EXERCISES TO COMPLETE:
a - Using the passage on paying off student loans below, answer each question briefly.
(i) What is the standard repayment term for federal student loans?
(ii) What does the minimum amount due each month depend on?
(iii) Do private and federal student debt typically incur penalties for being paid off early?
b - Reproduce word for word the part of the passage on paying off student loans that begins at the words "If you’ve amassed" and stops after "your original term.".

TEXT PASSAGE:
* Begin *

This debt, however, must be repaid over time. Generally, repayment can be as long as 10 years or more. Even though borrowers are given a set period to repay their loans, some opt to pay them off sooner. Here's what you should know.

Can you pay off loans early?

If you’ve amassed a high student loan balance over the years, you have the option to pay it back ahead of schedule. Unlike other types of loans, private and federal student debt typically don’t incur penalties for paying off the loans early. 

Depending on the type of student loan and the agreement you signed with your lender, your repayment period can vary. Additionally, the minimum amount due each month depends on whether your student loan has a fixed or variable interest rate.

Generally, you’ll have multiple years to repay your student loans. For instance, federal student loans have a fixed rate that doesn’t change, and a standard repayment term of 10 years. If you pay more than the minimum monthly payment, you can shave months or years off of your original term.

Advantages of paying off student loans early

There’s no arguing that getting out of debt can be advantageous. Below are some of the top reasons to pay off student loans early.

* End *

ITEMS:
* Begin *

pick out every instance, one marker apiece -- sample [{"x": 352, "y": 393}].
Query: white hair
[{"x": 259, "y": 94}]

* End *
* Begin *

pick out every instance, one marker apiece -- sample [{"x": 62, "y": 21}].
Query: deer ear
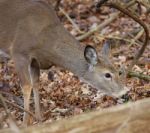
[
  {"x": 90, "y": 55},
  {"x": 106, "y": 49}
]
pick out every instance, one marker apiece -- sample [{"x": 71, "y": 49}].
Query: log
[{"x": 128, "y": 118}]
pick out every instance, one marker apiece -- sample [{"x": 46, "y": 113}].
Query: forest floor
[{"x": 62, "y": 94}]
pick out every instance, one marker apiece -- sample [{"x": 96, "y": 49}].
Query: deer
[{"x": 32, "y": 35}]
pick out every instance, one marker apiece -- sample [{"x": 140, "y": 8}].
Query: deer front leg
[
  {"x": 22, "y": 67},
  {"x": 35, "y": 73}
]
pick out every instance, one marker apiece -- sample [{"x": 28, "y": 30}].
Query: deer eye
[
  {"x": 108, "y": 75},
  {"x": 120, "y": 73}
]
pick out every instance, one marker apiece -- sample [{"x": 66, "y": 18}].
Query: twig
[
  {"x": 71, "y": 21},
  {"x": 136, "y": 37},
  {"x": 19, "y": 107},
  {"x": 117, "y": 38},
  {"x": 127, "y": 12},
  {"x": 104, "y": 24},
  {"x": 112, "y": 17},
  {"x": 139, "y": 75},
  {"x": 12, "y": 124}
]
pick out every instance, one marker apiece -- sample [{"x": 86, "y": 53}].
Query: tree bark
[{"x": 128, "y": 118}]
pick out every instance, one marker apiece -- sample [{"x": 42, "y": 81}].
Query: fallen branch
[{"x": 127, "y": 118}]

* End *
* Begin *

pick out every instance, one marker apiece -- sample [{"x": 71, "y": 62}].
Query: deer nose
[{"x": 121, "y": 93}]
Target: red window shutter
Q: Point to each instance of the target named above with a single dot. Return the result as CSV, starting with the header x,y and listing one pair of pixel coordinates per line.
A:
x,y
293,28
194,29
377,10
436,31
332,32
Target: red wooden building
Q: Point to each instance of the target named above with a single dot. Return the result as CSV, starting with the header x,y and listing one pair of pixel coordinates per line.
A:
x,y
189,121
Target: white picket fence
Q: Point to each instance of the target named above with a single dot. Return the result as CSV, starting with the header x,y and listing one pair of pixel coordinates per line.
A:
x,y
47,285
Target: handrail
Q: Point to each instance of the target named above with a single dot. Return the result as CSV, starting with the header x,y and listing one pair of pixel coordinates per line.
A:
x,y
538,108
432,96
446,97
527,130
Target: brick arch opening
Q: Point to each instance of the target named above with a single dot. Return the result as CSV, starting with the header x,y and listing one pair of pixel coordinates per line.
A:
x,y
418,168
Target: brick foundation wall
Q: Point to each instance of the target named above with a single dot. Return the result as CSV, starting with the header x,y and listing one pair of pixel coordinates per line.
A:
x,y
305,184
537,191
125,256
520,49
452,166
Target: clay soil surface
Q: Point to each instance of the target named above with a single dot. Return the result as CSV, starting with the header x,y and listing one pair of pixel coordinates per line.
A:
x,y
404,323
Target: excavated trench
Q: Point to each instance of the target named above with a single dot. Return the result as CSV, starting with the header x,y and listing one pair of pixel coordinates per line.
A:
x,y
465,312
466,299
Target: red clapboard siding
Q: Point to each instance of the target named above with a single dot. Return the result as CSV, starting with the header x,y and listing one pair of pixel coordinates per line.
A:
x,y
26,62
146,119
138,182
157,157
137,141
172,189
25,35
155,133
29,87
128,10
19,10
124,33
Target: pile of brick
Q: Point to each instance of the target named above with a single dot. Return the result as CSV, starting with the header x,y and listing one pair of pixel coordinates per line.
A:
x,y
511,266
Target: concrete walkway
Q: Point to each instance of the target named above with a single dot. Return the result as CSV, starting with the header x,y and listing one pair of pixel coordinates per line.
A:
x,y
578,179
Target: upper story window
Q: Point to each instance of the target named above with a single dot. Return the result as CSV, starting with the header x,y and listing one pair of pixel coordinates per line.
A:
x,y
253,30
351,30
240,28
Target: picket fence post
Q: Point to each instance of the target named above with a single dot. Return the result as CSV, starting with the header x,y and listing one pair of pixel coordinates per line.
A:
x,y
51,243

* End *

RESULTS FOR EACH TASK:
a -
(i) 10 years.
(ii) Whether the student loan has a fixed or variable interest rate.
(iii) No, they typically don't incur penalties for early payoff.

b -
If you’ve amassed a high student loan balance over the years, you have the option to pay it back ahead of schedule. Unlike other types of loans, private and federal student debt typically don’t incur penalties for paying off the loans early. 

Depending on the type of student loan and the agreement you signed with your lender, your repayment period can vary. Additionally, the minimum amount due each month depends on whether your student loan has a fixed or variable interest rate.

Generally, you’ll have multiple years to repay your student loans. For instance, federal student loans have a fixed rate that doesn’t change, and a standard repayment term of 10 years. If you pay more than the minimum monthly payment, you can shave months or years off of your original term.